Gets everything but the last dot: foo.bar.jpeg gets you foo.bar.
Handles files with no dot: secret-letter gets you secret-letter.
Note: as commenter j_random_hacker suggested, this performs as advertised, but you might want to precede things with an anchor for readability purposes.
Everything followed by a dot followed by one or more characters that's not a dot, followed by the end-of-string:
(.+?)\.[^\.]+$
The everything-before-the-last-dot is grouped for easy retrieval.
If you aren't 100% sure every file will have an extension, try:
(.+?)(\.[^\.]+$|$)
how about 2 captures one for the end and one for the filename.
eg.
(.+?)(?:\.[^\.]*$|$)
^(.*)\\(.*)(\..*)$
Gets the Path without the last \
The file without extension
The the extension with a .
Examples:
c:\1\2\3\Books.accdb
(c:\1\2\3)(Books)(.accdb)
Does not support multiple . in file name
Does support . in file path
I realize this question is a bit outdated, however, I had some trouble finding a good source and wound up making the regex myself. To save whoever may find this time,
If you're looking for a ~standalone~ regex
This will match the extension without the dot
\w+(?![\.\w])
This will always match the file name if it has an extention
[\w\. ]+(?=[\.])
Ok, I am not sure why I would use regular expression for this. If I know for example that the string is a full filepath, then I would use another API to get the file name. Regular expressions are very powerfull but at the same time quite complex (you have just proved that by asking how to create such a simple regex). Somebody said: you had a problem that you decided to solve it using regular expressions. Now you have two problems.
Think again. If you are on .NET platform for example, then take a look at System.IO.Path class.
I used this pattern for simple search:
^\s*[^\.\W]+$
for this text:
file.ext
fileext
file.ext.ext
file.ext
fileext
It finds fileext in the second and last lines.
I applied it in a text tree view of a folder (with spaces as indents).
Just the name of the file, without path and suffix.
^.*[\\|\/](.+?)\.[^\.]+$
Try
(?<=[\\\w\d-:]*\\)([\w\d-:]*)(?=\.[\.\w\d-:]*)
Captures just the filename of any kind within an entire filepath. Purposefully excludes the file path and the file extension
Etc:
C:\Log\test\bin\fee105d1-5008-410c-be39-883e5e40a33d.pdf
Doesn't capture (C:\Log\test\bin)
Captures (fee105d1-5008-410c-be39-883e5e40a33d)
Doesn't capture (.pdf)
This RegExp works for me:
(.+(?=\..+$))|(.+[^\.])
Results (bold means match):
test.txt
test 234!.something123
.test
.test.txt
test.test2.txt
.

Short exercise 1: According to the regex thread, which class should someone on the .NET platform look at?
The regex thread and the rows that come next are unrelated to each other.

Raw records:

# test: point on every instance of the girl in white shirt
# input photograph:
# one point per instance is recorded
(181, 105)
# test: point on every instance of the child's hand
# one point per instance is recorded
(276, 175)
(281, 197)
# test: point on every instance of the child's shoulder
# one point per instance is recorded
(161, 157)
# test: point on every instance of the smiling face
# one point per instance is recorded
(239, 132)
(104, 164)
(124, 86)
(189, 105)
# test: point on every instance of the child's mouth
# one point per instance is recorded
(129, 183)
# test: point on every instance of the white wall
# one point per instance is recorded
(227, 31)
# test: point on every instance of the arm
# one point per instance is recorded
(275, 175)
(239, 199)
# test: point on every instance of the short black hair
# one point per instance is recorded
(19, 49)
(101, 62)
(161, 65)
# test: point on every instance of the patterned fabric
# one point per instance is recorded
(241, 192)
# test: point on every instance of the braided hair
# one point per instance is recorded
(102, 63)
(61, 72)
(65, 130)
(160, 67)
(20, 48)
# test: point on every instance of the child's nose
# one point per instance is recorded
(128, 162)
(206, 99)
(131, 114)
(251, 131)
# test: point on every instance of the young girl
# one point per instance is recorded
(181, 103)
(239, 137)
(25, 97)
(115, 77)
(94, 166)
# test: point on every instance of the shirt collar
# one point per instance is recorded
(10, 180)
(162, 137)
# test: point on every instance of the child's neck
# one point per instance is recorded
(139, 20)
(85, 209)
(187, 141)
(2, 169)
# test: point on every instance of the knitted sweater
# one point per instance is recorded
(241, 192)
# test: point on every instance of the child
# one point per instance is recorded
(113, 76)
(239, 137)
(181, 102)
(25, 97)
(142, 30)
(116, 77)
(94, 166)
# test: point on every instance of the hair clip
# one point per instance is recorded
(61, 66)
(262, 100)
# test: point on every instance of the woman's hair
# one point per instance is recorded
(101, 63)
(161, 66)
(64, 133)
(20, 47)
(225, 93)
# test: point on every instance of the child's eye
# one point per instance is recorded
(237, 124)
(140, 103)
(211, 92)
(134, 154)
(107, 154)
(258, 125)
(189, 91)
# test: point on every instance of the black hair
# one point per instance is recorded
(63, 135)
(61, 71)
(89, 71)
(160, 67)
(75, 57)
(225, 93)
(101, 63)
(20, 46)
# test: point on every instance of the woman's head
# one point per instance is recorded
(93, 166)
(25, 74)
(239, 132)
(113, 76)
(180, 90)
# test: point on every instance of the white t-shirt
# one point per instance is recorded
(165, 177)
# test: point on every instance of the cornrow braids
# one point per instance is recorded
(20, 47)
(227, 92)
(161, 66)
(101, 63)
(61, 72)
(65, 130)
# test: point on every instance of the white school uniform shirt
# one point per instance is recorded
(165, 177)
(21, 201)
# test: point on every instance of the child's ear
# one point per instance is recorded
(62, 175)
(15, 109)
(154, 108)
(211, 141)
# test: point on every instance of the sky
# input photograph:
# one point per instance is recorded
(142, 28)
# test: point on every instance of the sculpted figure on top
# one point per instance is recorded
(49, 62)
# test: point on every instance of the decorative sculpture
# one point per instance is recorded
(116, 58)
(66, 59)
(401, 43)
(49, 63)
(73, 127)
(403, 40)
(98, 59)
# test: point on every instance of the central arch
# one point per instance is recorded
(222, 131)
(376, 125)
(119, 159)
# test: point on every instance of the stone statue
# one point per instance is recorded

Short exercise 2: Count the lines of the rows that contain the string "child", treating uppercase and lowercase as different, and give only the number.

Reply 1: System.IO.Path

Reply 2: 8